Natural language region descriptions:
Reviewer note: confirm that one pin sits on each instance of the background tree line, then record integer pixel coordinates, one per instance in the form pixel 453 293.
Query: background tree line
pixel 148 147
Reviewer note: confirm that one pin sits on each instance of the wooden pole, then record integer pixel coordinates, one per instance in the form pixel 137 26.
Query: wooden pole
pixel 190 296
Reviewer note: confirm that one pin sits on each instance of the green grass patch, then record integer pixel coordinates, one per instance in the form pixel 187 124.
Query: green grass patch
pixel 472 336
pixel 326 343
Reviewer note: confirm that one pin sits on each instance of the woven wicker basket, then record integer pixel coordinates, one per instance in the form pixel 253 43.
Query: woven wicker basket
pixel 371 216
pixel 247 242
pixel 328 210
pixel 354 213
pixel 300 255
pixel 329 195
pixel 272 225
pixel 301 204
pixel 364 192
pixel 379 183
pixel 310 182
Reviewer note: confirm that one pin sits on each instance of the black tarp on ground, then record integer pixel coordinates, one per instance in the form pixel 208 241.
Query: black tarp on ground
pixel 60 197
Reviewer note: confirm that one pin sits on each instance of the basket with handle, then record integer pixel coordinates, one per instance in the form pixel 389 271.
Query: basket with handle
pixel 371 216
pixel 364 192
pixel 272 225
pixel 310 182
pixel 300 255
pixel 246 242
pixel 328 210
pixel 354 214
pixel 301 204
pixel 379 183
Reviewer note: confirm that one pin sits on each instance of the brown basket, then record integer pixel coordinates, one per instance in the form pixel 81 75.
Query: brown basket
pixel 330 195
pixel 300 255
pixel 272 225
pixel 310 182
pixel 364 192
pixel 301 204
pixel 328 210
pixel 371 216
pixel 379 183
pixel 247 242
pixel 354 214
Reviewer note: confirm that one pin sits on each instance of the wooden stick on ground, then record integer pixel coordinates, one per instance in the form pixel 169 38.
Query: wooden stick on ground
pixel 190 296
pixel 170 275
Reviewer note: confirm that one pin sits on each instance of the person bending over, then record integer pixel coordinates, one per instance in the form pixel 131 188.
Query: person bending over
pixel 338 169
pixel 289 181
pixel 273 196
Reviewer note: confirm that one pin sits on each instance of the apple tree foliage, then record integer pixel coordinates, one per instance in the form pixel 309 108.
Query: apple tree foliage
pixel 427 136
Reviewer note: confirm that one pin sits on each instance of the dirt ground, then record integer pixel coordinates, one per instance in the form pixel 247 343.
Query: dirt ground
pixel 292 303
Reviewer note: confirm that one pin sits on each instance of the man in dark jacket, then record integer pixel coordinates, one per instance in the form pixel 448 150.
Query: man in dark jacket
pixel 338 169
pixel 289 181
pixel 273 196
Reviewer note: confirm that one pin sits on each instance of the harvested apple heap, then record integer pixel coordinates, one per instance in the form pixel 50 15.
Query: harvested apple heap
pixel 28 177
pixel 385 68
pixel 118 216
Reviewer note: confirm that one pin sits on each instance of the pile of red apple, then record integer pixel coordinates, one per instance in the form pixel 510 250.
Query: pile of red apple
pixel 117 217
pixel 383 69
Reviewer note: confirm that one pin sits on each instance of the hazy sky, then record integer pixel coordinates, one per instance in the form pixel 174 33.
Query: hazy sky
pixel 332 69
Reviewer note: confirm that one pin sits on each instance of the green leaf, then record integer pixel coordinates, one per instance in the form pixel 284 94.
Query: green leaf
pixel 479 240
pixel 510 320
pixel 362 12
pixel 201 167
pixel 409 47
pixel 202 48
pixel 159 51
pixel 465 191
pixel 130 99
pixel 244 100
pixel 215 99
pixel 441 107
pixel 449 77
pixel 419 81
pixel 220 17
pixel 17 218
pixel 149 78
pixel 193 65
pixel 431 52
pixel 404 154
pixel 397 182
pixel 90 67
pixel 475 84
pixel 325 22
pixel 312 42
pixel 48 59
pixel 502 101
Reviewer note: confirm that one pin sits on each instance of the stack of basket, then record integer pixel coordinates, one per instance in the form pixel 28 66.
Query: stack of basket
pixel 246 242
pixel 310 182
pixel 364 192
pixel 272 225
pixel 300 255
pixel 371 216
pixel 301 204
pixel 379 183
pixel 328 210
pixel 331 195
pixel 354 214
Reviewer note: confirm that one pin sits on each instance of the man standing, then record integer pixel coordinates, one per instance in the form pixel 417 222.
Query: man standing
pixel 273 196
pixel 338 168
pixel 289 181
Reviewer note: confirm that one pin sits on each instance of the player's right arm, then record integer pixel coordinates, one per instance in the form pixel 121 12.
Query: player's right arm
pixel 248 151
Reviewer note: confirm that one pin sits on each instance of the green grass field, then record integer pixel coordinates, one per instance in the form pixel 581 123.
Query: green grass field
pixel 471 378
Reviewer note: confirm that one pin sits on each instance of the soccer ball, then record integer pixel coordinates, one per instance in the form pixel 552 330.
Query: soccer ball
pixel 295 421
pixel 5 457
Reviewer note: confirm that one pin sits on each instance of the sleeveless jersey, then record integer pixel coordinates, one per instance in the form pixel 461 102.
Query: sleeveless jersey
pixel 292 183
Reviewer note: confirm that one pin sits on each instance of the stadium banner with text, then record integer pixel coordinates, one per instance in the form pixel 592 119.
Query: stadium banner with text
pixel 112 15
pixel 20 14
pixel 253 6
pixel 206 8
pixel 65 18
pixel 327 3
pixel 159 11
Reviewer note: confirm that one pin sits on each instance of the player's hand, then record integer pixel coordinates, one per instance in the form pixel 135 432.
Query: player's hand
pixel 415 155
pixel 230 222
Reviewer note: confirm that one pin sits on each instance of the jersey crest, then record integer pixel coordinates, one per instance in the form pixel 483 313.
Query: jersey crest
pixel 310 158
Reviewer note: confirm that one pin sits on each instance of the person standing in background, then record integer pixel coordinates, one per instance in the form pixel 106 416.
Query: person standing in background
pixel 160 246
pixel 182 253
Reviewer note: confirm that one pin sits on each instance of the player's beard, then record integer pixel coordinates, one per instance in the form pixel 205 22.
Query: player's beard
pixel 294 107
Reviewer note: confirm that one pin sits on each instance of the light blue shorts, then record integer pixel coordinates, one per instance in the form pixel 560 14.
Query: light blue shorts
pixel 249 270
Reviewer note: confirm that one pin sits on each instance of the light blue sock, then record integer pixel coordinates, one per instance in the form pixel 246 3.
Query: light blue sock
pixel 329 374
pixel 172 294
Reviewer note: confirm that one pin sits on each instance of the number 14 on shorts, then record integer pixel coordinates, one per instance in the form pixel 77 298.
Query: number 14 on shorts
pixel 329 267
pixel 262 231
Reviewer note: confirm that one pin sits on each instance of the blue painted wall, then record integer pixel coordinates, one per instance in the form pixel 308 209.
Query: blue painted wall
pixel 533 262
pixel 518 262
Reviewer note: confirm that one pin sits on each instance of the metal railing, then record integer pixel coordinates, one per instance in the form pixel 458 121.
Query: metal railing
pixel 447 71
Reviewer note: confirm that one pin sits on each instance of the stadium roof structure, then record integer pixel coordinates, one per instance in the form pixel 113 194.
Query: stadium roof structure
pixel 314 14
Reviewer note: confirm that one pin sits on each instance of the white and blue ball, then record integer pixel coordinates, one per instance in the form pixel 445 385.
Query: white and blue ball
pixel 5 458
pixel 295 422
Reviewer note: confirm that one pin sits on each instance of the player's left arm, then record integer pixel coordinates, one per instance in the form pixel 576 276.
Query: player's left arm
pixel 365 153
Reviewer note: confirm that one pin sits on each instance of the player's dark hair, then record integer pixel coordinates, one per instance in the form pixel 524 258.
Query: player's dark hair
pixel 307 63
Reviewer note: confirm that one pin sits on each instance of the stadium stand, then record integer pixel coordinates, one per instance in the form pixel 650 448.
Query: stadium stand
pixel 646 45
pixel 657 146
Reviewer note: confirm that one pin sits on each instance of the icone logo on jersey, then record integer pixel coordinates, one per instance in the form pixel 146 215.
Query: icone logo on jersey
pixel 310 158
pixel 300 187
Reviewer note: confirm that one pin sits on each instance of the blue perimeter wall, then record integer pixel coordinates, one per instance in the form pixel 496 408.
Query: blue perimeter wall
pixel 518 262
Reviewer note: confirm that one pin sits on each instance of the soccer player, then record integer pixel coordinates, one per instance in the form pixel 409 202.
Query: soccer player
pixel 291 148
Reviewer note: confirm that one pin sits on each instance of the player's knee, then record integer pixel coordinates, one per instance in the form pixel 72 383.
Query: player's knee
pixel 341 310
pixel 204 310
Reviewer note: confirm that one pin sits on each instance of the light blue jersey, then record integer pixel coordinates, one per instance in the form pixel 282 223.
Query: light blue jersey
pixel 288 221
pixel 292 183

→ What to do: Can you repeat, word for word, every line above from the one containing "pixel 187 124." down to the one containing "pixel 131 188.", including both?

→ Finished exercise:
Reviewer note: confirm that one pin sits on each instance of the green grass patch, then record integer pixel coordinates, one per instance in the form pixel 187 124.
Query: green grass patch
pixel 472 336
pixel 326 343
Reviewer note: confirm that one pin sits on each instance of the woven wicker basket, then record integer pixel coordinates, one per instance in the form pixel 253 43.
Query: woven wicker basket
pixel 371 216
pixel 247 242
pixel 328 210
pixel 354 213
pixel 300 255
pixel 329 195
pixel 272 225
pixel 301 204
pixel 364 192
pixel 379 183
pixel 310 182
Reviewer note: confirm that one pin sits on each instance of the black tarp on ground, then record integer pixel coordinates, one per instance in the form pixel 208 241.
Query: black tarp on ground
pixel 60 197
Reviewer note: confirm that one pin sits on each instance of the basket with handle, then record integer pixel coordinates, one per instance in the form pixel 389 271.
Query: basket with handle
pixel 371 216
pixel 364 192
pixel 272 225
pixel 310 182
pixel 300 255
pixel 246 242
pixel 328 210
pixel 354 214
pixel 301 204
pixel 379 183
Reviewer note: confirm that one pin sits on each instance of the brown basket, then record integer pixel coordinates, one per instance in the form pixel 81 75.
Query: brown basket
pixel 330 195
pixel 300 255
pixel 272 225
pixel 310 182
pixel 364 192
pixel 301 204
pixel 328 210
pixel 371 216
pixel 379 183
pixel 247 242
pixel 354 214
Reviewer note: confirm that one pin sits on each instance of the wooden stick on ground, then record integer pixel coordinates, one per instance in the form pixel 169 38.
Query: wooden stick on ground
pixel 190 296
pixel 170 275
Reviewer note: confirm that one pin sits on each instance of the person bending over, then record integer pixel coordinates, one per instance in the form pixel 131 188.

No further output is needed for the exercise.